**SOURCE EXTRACT**:
────────

Fig. 3 is a schematic of the fully differential FSC circuit. It consists of an input sampling network S1–S4, C1, and C2, a regenerative amplifier M1–M4, reset switches S5–S7, and inverters N1–N2. Inverter N1 simply provides symmetric loading of the circuit to avoid systematic offsets. The circuit functions as follows. In the offset-cancellation mode,  $\Phi_1$  is high, S3–S7 are on, nodes P and Q charge to  $V_{\rm REF}^+$  and  $V_{\rm REF}^-$ , respectively, and the amplifier's offset is stored on C1 and C2. In the transition from this mode to the comparison mode,  $\Phi_1$  goes low, turning off S3–S7 and turning on S1 and S2. The circuit then begins to regenerate, amplifying the difference between  $V_{\rm IN}^+$  –  $V_{\rm IN}^-$  and  $V_{\rm REF}^+$  –  $V_{\rm REF}^-$ . The waveforms at nodes X and Y are shown in Fig. 4, wherein the amplitude of  $\Phi_1$  (= 5 V) is reduced for clarity.

Since the FSC begins regeneration with M1-M4 already on, its offset voltage is relatively independent of the clock fall time. Nonetheless, if S5-S7 turn off simultaneously, any mismatch in the charge injected onto the gates and drains of M1 and M2 can cause a false regeneration around M3 and M4, resulting in a large input-referred offset. In order to avoid this problem, the circuit actually uses delayed versions of  $\Phi_1$  to realize the following sequence: 1) turn S3-S6 off to end the reset mode, 2) turn S1 and S2 on to begin the tracking mode, and 3) turn S7 off to allow regeneration around M3 and M4. Switching S5 and S6 off before turning S1 and S2 on significantly lowers the capacitance seen at the inputs when S1



Fig. 3. First-stage comparator.



Fig. 4. Output waveforms of first-stage comparator ( $\Phi_1$  not to scale).

and S2 turn on because C1 and C2 then appear in series with the gates of transistors M1 and M2.

────────

**INFORMATION SUPPLIED**:

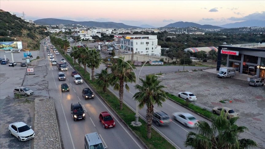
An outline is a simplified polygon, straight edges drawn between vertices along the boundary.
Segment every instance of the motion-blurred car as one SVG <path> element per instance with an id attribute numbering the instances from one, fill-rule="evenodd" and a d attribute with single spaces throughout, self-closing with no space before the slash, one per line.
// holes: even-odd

────────

**PROBLEM**: Repeat word for word the part of the comparator passage that opens with the words containing "Fig. 3. First-stage" and closes with "transistors M1 and M2.". The listing has no connection to the comparator passage.

**COMPLETED EXERCISE**:
Fig. 3. First-stage comparator.



Fig. 4. Output waveforms of first-stage comparator ( $\Phi_1$  not to scale).

and S2 turn on because C1 and C2 then appear in series with the gates of transistors M1 and M2.